### Extract provided
§

Color Theory Part 1: The Color Wheel

Color theory is the practical guide on color mixing and color combination.  This is the first on a multi-part series about color theory. In this first article, you will learn about color theory as it applies to the color wheel and its definitions.

It is important to know that the foundations of color theory were based around “pure” colors.  Practical applications on mixing these colors will lead to different and sometimes disappointing results.  Conventional wisdom tells us that mixing red and blue yields purple, but in reality the color will be dull and muddy, not the rich purple you were expecting. The reason for this is most of the color pigments in modern paints are not pure, and some lean more to the “warm” or “cool” side of their spectrum.

Why is Color Theory So Important?

Almost every time you hear about art someone is talking about color theory.  So why is it so important?  Color plays a very important role in our world, even without our realizing it.  Humans are visual animals.  The visual cortex is the largest area of the human brain.  Over 90% of the information entering the brain is visual, and it is the primary way that humans interact with their world.  Color affects our moods, appetites, and how we feel about people and places.

§

Items drawn from a data source:
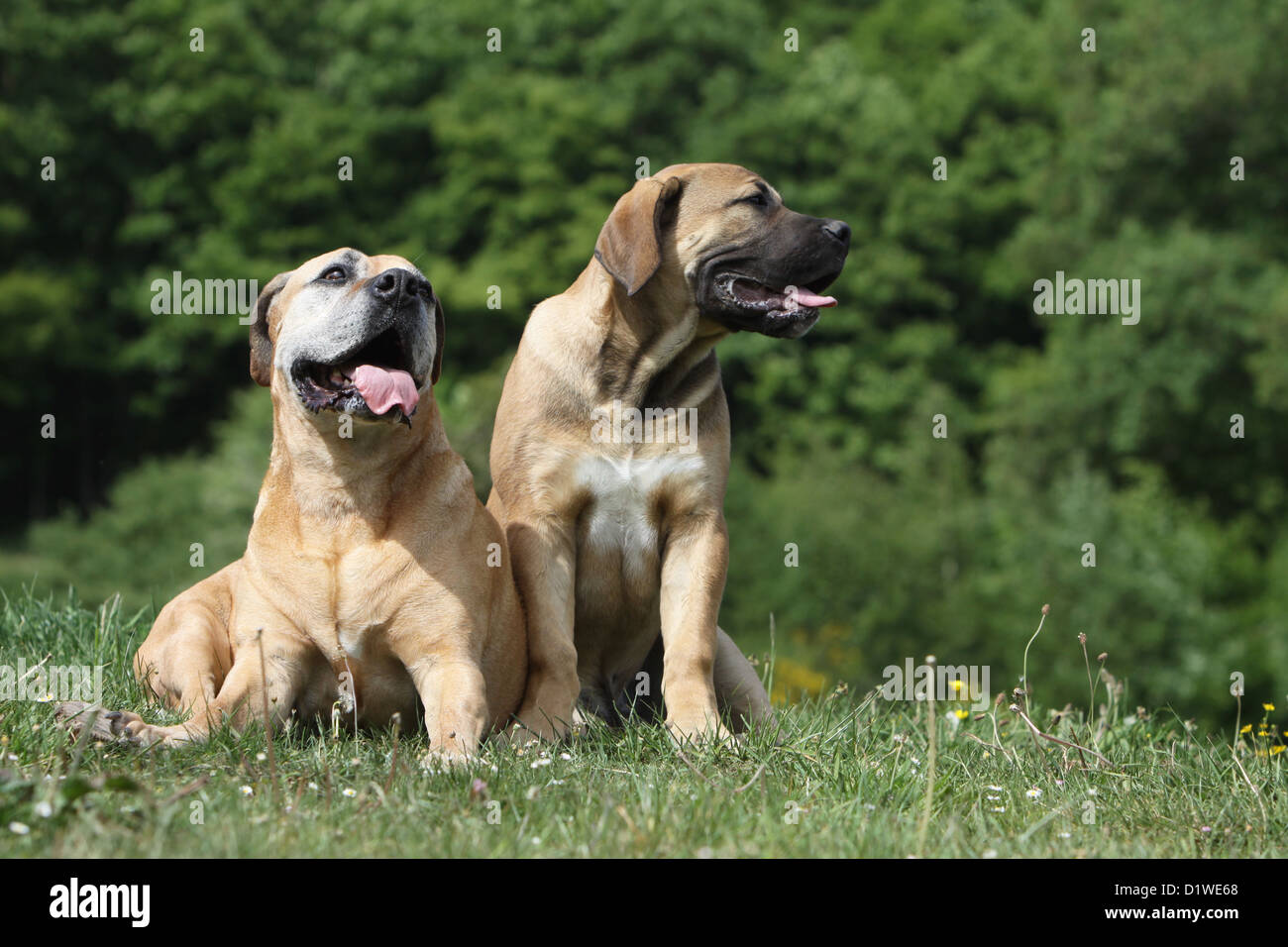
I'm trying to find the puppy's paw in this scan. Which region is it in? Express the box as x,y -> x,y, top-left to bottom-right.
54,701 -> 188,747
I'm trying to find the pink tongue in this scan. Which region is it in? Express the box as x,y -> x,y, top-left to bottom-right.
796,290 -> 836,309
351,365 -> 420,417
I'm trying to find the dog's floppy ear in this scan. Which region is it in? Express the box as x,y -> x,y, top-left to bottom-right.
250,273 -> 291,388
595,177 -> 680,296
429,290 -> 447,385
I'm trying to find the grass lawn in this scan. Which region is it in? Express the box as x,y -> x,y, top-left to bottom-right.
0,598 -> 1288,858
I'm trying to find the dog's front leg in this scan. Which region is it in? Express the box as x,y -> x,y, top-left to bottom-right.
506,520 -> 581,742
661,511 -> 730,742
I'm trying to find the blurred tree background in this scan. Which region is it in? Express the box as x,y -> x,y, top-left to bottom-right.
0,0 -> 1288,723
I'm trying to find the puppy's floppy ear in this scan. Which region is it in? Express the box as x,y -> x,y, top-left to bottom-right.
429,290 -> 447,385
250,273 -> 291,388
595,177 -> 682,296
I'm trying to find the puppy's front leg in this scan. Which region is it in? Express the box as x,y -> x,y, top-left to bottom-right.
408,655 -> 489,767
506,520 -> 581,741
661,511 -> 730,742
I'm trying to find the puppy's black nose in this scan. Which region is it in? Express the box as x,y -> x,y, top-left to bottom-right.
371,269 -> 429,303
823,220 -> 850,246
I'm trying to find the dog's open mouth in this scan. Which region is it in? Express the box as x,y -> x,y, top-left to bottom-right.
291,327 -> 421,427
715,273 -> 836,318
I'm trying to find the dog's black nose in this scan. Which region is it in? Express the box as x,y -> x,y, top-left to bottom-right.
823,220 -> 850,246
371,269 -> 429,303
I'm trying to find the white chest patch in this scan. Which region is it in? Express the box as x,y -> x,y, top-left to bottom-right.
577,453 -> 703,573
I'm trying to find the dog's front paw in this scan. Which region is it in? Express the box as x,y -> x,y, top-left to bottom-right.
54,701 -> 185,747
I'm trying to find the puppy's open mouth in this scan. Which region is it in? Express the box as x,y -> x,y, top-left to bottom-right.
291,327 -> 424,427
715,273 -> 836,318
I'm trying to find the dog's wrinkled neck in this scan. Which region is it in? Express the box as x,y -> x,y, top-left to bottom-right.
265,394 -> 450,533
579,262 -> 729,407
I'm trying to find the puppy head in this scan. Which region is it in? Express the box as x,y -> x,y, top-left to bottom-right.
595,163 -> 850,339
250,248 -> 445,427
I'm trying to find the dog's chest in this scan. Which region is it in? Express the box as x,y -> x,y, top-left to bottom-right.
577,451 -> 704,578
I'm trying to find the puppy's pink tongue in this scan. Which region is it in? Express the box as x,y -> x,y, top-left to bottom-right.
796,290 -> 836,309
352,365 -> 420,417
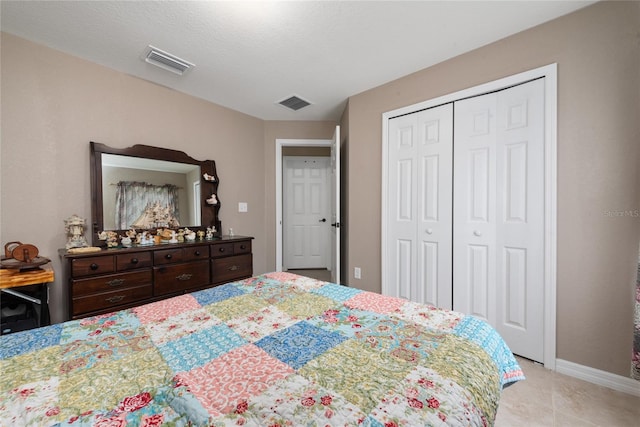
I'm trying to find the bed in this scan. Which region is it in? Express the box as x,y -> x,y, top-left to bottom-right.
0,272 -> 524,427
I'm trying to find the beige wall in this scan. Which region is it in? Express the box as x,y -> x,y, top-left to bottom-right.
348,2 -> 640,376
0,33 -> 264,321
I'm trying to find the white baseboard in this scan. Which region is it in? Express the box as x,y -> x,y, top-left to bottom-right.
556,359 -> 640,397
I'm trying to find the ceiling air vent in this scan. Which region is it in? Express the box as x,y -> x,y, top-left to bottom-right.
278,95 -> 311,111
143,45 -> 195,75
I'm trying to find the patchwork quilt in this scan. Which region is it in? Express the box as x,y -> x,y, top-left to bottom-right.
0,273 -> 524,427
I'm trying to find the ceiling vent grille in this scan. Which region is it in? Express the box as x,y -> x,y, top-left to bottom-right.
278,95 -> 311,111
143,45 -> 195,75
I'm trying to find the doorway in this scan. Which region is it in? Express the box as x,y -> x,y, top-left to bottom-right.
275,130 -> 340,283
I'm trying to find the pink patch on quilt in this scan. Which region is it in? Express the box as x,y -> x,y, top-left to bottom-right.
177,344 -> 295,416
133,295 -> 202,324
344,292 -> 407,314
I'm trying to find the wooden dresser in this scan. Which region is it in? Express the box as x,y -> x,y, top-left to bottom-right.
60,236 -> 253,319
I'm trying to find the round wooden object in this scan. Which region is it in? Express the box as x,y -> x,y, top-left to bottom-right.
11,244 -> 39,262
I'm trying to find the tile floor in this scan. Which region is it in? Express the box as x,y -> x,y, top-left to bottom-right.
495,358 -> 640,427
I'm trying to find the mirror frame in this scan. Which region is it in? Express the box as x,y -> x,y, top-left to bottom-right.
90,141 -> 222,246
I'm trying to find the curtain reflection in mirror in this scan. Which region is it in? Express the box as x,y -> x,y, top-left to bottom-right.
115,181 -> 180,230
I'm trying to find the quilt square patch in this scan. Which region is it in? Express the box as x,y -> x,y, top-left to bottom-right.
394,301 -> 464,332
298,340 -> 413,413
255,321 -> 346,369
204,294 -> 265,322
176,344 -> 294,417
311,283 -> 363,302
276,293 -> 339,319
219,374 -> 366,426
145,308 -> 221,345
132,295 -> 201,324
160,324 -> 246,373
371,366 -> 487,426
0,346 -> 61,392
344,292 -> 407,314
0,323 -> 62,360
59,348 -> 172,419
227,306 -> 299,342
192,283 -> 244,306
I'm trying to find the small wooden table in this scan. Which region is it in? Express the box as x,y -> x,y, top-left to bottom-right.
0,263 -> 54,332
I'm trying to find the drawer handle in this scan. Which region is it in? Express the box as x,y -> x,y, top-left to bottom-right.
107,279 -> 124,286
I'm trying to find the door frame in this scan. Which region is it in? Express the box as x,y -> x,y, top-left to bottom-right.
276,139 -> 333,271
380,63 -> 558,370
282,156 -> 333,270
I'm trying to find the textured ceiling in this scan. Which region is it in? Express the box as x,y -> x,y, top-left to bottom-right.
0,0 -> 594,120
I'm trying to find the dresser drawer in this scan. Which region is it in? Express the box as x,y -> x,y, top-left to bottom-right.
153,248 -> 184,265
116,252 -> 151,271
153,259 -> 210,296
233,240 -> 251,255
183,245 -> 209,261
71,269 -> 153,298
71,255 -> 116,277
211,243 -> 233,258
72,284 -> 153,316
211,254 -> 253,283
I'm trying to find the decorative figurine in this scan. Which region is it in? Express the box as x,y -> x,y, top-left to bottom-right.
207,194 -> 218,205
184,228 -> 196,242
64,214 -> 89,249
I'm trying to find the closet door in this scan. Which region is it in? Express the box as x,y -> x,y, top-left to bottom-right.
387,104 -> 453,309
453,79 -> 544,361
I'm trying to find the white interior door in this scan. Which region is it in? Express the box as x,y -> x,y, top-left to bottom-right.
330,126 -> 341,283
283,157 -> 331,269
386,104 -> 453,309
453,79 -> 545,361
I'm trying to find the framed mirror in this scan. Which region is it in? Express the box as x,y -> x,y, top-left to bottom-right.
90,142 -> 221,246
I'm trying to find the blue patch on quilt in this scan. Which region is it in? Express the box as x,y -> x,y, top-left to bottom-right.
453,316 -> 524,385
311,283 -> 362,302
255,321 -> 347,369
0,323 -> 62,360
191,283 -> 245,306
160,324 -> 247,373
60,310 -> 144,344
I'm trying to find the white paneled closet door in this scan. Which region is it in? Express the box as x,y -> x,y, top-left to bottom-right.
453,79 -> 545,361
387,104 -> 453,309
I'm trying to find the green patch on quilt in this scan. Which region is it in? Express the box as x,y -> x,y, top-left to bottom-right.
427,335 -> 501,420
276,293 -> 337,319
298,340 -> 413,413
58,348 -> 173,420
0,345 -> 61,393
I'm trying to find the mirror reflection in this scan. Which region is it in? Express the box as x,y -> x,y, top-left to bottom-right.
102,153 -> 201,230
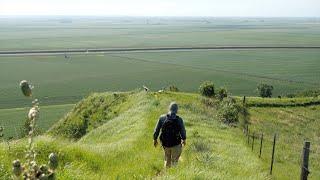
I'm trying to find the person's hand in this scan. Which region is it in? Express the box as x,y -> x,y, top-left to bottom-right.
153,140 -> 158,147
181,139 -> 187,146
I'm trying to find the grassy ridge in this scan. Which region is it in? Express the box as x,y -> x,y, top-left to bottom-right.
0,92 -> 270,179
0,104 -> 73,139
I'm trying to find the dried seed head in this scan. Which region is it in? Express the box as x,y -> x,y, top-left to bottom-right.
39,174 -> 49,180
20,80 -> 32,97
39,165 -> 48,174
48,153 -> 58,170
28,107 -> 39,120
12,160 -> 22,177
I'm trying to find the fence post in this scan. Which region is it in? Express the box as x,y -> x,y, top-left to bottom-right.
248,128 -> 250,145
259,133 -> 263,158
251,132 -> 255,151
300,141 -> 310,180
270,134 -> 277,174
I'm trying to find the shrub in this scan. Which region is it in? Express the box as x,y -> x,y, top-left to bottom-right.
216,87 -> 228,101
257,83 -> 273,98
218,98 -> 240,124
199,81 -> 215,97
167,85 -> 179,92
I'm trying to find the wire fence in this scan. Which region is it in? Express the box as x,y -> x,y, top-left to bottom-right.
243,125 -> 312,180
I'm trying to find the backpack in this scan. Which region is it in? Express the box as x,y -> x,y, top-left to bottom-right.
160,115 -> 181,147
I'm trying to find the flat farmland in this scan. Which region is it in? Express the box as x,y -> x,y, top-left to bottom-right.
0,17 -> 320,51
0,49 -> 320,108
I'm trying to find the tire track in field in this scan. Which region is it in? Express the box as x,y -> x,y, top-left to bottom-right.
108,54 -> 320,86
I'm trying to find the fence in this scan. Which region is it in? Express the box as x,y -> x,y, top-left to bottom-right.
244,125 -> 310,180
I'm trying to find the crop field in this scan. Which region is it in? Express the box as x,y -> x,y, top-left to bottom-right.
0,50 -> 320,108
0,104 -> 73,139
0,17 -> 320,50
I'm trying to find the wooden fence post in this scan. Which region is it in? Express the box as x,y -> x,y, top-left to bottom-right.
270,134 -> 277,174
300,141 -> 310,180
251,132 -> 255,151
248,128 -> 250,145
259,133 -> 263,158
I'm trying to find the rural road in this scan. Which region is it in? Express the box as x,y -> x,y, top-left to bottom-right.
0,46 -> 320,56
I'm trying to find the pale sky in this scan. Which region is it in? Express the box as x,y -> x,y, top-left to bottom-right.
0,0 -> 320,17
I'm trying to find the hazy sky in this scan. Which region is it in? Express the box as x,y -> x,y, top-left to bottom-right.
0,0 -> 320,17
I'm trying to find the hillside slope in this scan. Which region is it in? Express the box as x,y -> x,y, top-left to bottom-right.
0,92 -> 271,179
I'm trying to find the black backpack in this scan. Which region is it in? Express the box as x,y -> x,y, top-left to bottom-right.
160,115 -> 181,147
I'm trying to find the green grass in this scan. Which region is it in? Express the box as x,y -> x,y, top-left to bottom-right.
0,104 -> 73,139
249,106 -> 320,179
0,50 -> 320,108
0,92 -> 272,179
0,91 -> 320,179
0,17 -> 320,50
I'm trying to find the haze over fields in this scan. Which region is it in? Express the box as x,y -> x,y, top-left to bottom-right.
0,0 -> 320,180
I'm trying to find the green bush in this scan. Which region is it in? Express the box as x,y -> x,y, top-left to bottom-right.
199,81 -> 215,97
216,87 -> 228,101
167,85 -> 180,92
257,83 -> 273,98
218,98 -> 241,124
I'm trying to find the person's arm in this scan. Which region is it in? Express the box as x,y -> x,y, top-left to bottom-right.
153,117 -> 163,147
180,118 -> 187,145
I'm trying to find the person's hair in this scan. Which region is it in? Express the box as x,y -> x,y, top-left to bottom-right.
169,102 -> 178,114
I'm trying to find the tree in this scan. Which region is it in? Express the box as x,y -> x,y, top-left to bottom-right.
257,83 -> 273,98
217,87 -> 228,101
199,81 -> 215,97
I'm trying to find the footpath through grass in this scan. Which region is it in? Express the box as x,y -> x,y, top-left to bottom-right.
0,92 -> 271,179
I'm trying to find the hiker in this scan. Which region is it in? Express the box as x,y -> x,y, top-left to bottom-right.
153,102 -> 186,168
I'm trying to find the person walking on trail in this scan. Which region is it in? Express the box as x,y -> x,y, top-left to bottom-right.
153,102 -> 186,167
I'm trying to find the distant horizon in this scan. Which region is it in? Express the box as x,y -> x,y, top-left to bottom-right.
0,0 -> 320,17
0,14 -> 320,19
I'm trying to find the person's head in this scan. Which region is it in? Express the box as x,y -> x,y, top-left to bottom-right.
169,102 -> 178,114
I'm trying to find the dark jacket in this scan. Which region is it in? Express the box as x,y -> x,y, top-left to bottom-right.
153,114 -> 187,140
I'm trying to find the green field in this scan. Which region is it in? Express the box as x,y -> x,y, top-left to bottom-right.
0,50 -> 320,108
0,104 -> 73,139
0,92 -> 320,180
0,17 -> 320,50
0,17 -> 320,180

§

Print the portion of the color theory article from "Color theory is" up to and including "of their spectrum.", reproducing it word for word.

Color theory is the practical guide on color mixing and color combination.  This is the first on a multi-part series about color theory. In this first article, you will learn about color theory as it applies to the color wheel and its definitions.

It is important to know that the foundations of color theory were based around “pure” colors.  Practical applications on mixing these colors will lead to different and sometimes disappointing results.  Conventional wisdom tells us that mixing red and blue yields purple, but in reality the color will be dull and muddy, not the rich purple you were expecting. The reason for this is most of the color pigments in modern paints are not pure, and some lean more to the “warm” or “cool” side of their spectrum.